» **EXERCISE**:
Your reply should be a single number, the count of lines in the records that contain the string "fence".

[Opening MATERIAL FOR THIS TASK section]

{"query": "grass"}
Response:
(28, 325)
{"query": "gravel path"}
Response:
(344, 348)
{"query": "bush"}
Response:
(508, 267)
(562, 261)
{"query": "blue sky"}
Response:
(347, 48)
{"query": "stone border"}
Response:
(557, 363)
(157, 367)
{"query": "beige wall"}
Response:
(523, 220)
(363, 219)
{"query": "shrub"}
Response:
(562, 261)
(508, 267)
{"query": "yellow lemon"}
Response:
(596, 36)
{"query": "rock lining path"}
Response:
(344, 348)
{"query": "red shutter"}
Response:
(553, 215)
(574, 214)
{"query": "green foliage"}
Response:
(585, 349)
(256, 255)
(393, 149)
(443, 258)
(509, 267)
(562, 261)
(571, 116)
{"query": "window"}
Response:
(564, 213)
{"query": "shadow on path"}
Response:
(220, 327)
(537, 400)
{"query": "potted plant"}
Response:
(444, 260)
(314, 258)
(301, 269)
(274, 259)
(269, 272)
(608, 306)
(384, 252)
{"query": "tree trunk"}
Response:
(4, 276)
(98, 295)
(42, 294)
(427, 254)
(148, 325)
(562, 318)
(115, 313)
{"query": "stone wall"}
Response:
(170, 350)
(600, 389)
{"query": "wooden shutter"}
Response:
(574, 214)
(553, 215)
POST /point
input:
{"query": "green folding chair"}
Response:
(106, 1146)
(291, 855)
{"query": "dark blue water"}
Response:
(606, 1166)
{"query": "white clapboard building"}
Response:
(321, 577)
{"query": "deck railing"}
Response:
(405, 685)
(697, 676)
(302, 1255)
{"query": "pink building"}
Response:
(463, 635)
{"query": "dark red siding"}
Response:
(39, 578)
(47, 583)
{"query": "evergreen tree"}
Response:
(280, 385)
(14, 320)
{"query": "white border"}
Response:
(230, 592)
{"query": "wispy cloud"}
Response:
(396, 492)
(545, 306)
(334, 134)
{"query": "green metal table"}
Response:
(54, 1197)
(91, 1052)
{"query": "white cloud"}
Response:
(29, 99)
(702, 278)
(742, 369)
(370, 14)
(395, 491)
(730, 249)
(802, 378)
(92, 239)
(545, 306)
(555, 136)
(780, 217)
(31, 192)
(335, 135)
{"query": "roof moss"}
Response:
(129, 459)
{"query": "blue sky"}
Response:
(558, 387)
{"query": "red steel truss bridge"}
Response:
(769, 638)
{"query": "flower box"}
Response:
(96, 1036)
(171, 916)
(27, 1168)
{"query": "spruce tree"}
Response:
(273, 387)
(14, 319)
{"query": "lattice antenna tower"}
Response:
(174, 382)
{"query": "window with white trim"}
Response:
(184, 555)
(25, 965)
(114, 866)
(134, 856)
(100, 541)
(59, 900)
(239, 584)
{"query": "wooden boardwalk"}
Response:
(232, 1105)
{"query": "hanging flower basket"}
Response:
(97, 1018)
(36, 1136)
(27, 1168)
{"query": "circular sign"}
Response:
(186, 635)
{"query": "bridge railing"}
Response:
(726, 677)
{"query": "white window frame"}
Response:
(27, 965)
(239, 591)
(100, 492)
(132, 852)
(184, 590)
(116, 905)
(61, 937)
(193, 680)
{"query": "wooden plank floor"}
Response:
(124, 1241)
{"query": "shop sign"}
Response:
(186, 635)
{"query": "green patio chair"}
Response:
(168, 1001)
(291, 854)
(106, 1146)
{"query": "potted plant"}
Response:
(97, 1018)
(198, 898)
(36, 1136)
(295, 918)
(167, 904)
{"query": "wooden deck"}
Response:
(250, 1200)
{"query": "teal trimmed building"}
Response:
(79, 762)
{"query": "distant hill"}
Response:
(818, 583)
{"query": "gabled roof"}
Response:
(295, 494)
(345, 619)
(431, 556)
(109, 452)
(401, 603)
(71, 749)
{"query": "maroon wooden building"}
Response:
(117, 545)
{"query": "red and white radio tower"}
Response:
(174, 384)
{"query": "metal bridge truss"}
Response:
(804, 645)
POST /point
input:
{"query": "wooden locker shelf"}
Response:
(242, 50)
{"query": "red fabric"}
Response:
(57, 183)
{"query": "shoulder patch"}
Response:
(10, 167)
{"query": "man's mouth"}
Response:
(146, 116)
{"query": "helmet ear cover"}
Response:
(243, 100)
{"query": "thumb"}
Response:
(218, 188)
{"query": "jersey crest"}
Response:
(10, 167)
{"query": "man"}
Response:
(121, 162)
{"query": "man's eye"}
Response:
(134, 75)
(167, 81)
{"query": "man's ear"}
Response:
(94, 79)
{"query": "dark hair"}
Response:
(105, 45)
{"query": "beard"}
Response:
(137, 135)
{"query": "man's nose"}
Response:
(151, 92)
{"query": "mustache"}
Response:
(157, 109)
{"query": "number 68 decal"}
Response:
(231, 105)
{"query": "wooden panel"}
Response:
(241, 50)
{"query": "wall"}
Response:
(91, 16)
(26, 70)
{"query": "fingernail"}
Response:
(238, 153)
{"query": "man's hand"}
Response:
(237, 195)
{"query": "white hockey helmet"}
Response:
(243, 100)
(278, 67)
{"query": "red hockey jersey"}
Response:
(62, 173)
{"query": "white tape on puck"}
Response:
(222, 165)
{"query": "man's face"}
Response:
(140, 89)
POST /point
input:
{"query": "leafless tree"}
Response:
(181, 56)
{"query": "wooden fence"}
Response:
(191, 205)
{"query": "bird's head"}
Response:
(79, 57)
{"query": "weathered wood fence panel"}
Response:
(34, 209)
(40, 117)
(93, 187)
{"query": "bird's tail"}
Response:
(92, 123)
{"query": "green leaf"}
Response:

[Closing MATERIAL FOR THIS TASK section]

» **RESULT FOR THIS TASK**:
2